** start Source text **
Righting & Re-writing their Characters
Amelia Opie and the variant editions Adeline Mowbray


INTRODUCTION


Sonia Hofkosh begins her article exploring the problematics of female authorship in the Romantic period with the following epigrams:

I would only separate the Author from those pollutors of the press who have turned a vestal into a prostitute.
— Isaac Disraeli (1812)

I have an utter aversion to Bluestockings. I do not care a fig for any woman that knows even what an author means.

— William Hazlitt (1821)1

Amelia Opie published Adeline Mowbray, or The Mother and Daughter in 1805 and revised the novel several times through the first two decades of the nineteenth century,2 when Disraeli and Hazlitt wrote these words. Opie's Adeline Mowbray (in its various editions), the novel's title character, and Opie herself together make a striking case study for examining the position of the woman writer in this uncomfortable period between the Enlightenment and the so-called Romantic period which saw the emergence of the ideology of feminine propriety.3

As Hofkosh points out, Disraeli's and Hazlitt's language is highly sexually charged. Disraeli and Hazlitt were reacting to the flood of women into the literary market place at the end of the eighteenth and beginning of the nineteenth centuries. Women were reading in higher numbers than they ever had before and there were, for the first time in English literary history, large numbers of established professional women writers. These women writers — often referred to with opprobrium, à la Hazlitt, as Bluestockings, or as "learned ladies," or as "masses of scribbling women" — were thought, by Disraeli for example, to debase the profession of letters. Gary Kelly further notes that "once published [the woman writer] became public, risking loss of femininity."4 So, women writers were also thought to debase themselves, making themselves "unfeminine." Kelly5 and Poovey, to name just two critics, have made much of this tension between the proper lady and the woman writer in their readings of women novelists. Kelly suggests that women writers who wished to express themselves without being censured could "keep to acceptably 'feminine' genres and subject matter, especially prose fiction, and even to keep to acceptably lady-like decorums and moralising but to create a contradiction between theme and form."6 Poovey similarly argues that women who write must "express themselves in a code capable of being read in two ways: as acquiescence to the norm and as departure from it."7 According to Kelly and Poovey, because of the emerging eighteenth-century ideology of feminine propriety, the woman writer who wants to express her radical ideas must couch them in suitably proper — that is, generally, self-effacing, domestic, and moral — narrative structures.
** end Source text **
** start Extracted entries **
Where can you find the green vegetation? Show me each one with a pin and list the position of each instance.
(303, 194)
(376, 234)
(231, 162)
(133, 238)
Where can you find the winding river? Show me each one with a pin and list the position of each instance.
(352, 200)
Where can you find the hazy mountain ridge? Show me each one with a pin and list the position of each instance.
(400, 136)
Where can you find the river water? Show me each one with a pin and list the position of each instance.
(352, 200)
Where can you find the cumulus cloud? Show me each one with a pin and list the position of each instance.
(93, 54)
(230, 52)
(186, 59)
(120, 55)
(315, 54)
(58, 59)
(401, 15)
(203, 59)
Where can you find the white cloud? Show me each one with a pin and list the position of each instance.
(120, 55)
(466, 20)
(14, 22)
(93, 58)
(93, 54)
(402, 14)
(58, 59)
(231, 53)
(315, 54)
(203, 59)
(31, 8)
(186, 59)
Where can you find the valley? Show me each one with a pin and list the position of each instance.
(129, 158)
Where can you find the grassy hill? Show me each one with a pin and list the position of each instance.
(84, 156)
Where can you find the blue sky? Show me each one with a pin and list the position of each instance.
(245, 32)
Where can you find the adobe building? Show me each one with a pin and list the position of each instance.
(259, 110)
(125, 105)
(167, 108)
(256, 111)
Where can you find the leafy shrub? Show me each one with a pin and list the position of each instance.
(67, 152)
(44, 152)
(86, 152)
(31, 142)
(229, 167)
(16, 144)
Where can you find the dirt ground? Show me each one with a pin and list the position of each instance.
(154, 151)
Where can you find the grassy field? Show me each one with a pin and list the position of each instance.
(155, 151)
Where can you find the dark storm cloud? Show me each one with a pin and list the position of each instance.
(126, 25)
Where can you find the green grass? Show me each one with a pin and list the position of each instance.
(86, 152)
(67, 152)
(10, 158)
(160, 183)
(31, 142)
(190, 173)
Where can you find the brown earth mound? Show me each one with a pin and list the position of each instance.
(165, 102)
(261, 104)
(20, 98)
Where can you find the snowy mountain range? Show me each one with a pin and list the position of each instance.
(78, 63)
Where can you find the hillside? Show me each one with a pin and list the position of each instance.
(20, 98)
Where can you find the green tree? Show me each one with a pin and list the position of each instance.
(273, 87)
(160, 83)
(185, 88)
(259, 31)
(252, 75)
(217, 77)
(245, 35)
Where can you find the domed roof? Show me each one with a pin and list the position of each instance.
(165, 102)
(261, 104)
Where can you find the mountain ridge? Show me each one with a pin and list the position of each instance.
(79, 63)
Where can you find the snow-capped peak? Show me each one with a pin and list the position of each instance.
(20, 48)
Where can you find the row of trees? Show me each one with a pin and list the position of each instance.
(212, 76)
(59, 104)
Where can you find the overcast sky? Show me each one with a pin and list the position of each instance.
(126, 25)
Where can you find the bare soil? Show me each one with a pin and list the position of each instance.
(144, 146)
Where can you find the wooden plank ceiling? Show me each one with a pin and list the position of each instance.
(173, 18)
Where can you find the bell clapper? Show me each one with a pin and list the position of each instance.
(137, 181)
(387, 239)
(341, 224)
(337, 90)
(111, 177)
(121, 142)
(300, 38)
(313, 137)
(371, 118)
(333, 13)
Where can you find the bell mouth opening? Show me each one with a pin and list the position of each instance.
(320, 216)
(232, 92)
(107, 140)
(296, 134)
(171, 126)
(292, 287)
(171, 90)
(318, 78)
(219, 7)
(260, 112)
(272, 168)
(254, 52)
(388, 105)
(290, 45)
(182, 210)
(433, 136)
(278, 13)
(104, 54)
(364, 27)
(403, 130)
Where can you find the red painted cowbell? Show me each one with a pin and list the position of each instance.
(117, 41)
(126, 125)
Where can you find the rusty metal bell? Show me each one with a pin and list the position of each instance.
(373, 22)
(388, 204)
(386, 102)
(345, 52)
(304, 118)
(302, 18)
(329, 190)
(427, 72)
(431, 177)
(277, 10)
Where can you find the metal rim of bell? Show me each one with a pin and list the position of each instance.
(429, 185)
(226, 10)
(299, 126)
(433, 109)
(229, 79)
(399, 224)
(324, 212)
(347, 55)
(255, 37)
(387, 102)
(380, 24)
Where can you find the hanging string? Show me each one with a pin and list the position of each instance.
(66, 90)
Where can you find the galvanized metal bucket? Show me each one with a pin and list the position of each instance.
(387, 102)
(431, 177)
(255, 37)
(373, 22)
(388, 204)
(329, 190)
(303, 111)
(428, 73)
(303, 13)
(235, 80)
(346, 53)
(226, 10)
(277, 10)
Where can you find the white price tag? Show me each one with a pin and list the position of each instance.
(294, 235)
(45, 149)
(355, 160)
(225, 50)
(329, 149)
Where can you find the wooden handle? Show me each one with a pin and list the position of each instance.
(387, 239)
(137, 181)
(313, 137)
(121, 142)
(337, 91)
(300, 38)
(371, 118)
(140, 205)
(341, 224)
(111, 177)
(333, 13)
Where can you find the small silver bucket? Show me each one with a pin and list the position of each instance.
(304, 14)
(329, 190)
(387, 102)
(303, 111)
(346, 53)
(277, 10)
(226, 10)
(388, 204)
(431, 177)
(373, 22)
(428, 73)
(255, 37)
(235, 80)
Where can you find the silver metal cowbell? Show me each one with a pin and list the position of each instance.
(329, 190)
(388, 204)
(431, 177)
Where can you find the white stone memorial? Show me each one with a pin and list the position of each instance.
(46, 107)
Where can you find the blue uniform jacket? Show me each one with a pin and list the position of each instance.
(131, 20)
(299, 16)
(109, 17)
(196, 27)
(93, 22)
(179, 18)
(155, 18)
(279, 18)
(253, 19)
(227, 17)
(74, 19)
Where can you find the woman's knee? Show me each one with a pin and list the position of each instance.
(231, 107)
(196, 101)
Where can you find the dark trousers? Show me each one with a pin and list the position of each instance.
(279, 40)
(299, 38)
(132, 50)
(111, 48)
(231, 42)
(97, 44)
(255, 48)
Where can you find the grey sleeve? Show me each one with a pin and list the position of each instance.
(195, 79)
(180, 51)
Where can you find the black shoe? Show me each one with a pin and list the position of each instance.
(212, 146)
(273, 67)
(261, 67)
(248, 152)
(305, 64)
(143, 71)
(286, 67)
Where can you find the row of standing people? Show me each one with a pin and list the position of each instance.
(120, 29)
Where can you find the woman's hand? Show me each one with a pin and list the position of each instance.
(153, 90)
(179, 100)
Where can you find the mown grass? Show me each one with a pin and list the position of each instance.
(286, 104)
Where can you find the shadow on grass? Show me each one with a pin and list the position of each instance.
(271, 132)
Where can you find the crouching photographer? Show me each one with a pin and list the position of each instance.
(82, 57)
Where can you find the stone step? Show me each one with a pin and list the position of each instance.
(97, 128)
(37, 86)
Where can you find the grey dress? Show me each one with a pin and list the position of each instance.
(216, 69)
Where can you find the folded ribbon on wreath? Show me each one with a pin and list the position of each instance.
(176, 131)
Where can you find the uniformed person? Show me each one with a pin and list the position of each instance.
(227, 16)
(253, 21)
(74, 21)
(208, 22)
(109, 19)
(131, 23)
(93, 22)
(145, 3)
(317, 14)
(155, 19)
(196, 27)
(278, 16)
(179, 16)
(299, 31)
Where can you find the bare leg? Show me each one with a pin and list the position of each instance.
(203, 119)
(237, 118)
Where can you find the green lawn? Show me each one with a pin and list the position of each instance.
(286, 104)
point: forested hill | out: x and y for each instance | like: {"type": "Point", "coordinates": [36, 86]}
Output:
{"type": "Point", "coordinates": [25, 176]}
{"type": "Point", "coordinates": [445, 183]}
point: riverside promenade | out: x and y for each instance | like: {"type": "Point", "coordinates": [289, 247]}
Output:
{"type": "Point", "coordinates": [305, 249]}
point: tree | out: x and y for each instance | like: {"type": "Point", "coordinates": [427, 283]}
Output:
** end Extracted entries **
◆ **To be done**
Reproduce the Adeline Mowbray introduction word for word, from start to finish. The rows come from a different source than the text.

◆ **Full output**
Righting & Re-writing their Characters
Amelia Opie and the variant editions Adeline Mowbray


INTRODUCTION


Sonia Hofkosh begins her article exploring the problematics of female authorship in the Romantic period with the following epigrams:

I would only separate the Author from those pollutors of the press who have turned a vestal into a prostitute.
— Isaac Disraeli (1812)

I have an utter aversion to Bluestockings. I do not care a fig for any woman that knows even what an author means.

— William Hazlitt (1821)1

Amelia Opie published Adeline Mowbray, or The Mother and Daughter in 1805 and revised the novel several times through the first two decades of the nineteenth century,2 when Disraeli and Hazlitt wrote these words. Opie's Adeline Mowbray (in its various editions), the novel's title character, and Opie herself together make a striking case study for examining the position of the woman writer in this uncomfortable period between the Enlightenment and the so-called Romantic period which saw the emergence of the ideology of feminine propriety.3

As Hofkosh points out, Disraeli's and Hazlitt's language is highly sexually charged. Disraeli and Hazlitt were reacting to the flood of women into the literary market place at the end of the eighteenth and beginning of the nineteenth centuries. Women were reading in higher numbers than they ever had before and there were, for the first time in English literary history, large numbers of established professional women writers. These women writers — often referred to with opprobrium, à la Hazlitt, as Bluestockings, or as "learned ladies," or as "masses of scribbling women" — were thought, by Disraeli for example, to debase the profession of letters. Gary Kelly further notes that "once published [the woman writer] became public, risking loss of femininity."4 So, women writers were also thought to debase themselves, making themselves "unfeminine." Kelly5 and Poovey, to name just two critics, have made much of this tension between the proper lady and the woman writer in their readings of women novelists. Kelly suggests that women writers who wished to express themselves without being censured could "keep to acceptably 'feminine' genres and subject matter, especially prose fiction, and even to keep to acceptably lady-like decorums and moralising but to create a contradiction between theme and form."6 Poovey similarly argues that women who write must "express themselves in a code capable of being read in two ways: as acquiescence to the norm and as departure from it."7 According to Kelly and Poovey, because of the emerging eighteenth-century ideology of feminine propriety, the woman writer who wants to express her radical ideas must couch them in suitably proper — that is, generally, self-effacing, domestic, and moral — narrative structures.